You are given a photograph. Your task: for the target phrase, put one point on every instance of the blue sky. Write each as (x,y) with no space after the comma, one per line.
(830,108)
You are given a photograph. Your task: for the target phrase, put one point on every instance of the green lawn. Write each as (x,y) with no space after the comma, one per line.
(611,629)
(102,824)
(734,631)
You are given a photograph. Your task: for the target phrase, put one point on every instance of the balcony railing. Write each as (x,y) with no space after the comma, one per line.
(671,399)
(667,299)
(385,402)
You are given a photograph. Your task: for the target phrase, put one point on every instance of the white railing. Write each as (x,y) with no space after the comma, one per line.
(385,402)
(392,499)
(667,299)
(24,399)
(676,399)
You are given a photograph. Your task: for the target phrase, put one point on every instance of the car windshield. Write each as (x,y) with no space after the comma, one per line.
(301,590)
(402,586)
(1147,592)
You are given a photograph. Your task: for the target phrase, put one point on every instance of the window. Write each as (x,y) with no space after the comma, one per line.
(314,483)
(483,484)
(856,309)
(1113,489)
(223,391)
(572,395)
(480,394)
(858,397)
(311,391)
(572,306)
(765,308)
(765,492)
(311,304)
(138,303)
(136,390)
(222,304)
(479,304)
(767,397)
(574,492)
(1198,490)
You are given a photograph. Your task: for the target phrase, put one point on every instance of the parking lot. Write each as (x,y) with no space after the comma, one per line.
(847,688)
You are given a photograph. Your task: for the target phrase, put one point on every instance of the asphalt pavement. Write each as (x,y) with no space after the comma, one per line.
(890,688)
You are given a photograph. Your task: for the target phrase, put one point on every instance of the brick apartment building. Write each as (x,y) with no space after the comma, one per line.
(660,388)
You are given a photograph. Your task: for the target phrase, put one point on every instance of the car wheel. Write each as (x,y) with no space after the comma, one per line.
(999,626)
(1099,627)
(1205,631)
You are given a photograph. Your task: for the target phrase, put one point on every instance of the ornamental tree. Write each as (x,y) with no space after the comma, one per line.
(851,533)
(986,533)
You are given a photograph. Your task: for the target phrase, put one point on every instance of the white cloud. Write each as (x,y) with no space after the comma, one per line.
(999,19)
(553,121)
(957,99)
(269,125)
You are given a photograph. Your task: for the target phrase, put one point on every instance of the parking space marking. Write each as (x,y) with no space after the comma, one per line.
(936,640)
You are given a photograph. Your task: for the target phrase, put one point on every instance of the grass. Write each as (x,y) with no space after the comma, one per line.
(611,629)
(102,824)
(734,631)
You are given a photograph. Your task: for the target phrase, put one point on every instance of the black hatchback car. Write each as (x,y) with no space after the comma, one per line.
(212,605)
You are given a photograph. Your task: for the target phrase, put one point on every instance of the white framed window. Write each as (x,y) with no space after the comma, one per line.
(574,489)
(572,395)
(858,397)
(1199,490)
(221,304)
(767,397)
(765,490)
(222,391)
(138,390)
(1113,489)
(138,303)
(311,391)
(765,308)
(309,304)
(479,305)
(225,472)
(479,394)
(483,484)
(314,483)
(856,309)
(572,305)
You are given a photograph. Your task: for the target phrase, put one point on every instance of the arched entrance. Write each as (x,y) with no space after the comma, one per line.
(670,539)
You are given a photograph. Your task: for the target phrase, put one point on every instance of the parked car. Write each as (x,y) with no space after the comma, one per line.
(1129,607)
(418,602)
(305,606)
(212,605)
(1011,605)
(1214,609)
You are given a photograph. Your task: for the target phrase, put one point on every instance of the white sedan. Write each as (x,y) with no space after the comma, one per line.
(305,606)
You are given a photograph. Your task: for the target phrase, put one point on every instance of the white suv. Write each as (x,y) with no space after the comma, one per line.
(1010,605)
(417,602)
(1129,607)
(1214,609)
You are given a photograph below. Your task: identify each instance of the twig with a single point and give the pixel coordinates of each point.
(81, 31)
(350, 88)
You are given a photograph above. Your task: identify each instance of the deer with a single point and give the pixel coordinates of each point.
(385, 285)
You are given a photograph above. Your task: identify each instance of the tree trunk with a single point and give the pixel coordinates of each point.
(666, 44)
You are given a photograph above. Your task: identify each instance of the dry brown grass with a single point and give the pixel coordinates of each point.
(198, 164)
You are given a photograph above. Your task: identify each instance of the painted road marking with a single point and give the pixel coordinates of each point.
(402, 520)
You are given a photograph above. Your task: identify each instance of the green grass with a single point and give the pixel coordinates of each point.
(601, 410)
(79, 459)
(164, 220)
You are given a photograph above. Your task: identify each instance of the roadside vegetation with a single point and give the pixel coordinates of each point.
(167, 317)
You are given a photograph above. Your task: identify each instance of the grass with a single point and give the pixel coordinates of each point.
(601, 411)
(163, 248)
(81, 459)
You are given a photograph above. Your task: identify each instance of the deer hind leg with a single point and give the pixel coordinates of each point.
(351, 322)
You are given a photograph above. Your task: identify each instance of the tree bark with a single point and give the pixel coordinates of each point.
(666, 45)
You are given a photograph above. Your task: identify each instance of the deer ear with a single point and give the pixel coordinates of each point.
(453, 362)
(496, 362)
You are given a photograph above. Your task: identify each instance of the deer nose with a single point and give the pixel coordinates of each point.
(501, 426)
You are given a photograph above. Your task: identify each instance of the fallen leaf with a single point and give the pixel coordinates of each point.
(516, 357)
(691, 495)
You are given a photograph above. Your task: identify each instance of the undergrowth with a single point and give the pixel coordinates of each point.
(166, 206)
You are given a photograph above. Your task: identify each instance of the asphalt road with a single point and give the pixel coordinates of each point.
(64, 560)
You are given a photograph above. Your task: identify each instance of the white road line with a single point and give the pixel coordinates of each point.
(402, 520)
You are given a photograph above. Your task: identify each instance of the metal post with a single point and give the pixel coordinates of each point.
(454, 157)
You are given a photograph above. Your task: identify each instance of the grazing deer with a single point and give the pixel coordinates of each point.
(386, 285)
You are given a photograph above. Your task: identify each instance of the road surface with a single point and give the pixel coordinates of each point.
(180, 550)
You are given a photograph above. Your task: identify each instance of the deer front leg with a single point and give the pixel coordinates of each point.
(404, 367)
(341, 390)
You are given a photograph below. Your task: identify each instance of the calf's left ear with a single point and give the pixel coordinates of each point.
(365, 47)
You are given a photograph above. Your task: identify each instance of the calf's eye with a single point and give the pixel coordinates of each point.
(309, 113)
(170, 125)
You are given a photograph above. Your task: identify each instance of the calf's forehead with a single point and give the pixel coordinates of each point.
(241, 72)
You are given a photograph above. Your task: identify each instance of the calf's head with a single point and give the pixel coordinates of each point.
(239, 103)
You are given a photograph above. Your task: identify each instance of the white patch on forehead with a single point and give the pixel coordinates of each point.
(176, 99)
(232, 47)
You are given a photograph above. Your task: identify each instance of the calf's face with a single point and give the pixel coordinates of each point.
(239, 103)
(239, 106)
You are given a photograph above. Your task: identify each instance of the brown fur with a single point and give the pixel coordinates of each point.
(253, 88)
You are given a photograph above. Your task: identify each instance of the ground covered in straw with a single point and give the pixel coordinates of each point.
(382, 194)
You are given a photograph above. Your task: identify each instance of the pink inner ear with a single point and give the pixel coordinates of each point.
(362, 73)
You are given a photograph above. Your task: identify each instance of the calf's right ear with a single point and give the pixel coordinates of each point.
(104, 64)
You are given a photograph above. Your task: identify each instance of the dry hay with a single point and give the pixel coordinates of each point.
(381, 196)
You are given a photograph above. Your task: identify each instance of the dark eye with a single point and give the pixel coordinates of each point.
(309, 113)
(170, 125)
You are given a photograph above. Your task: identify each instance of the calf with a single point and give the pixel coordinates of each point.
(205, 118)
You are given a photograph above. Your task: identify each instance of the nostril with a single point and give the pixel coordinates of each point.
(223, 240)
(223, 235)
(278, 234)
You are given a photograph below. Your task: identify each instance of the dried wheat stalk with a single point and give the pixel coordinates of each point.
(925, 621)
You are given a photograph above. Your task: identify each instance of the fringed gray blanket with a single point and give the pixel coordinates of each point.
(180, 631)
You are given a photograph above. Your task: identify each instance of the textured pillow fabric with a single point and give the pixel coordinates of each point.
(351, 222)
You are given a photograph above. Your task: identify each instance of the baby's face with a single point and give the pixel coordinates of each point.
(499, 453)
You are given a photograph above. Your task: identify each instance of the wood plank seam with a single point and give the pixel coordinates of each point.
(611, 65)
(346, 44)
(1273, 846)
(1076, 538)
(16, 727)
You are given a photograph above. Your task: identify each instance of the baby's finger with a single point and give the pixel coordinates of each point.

# WORK ORDER:
Beginning with the line in which "of the nostril" appears, set down each line through the last one in the listing, unchanged and with no extras.

# ANSWER SECTION:
You are given a photograph above. Your task: identify each instance of the nostril with a single point and give the pixel coordinates of each point.
(223, 240)
(223, 235)
(278, 234)
You are given a photograph below. Your task: identify each instance of the dried wheat stalk with a single point and give the pixel coordinates of each point.
(925, 621)
You are given a photograph above. Your task: identify each instance of the fringed gray blanket with a single point and give the pixel coordinates of each point.
(180, 631)
You are given a photograph above. Your task: identify each instance of the textured pillow fabric with a single point and give the pixel coordinates of each point.
(351, 222)
You are given a photograph above. Your task: identify each instance of the baby's face with a single point and give the pixel coordinates of each point.
(499, 453)
You are given a photograph above. Your task: identify each instance of the wood plank seam with a single point and give the pixel coordinates of each point.
(611, 65)
(346, 44)
(1273, 846)
(1076, 538)
(16, 727)
You are given a photograph above. Your task: identify each instance of the baby's finger with a single point and give the pixel coordinates of each point.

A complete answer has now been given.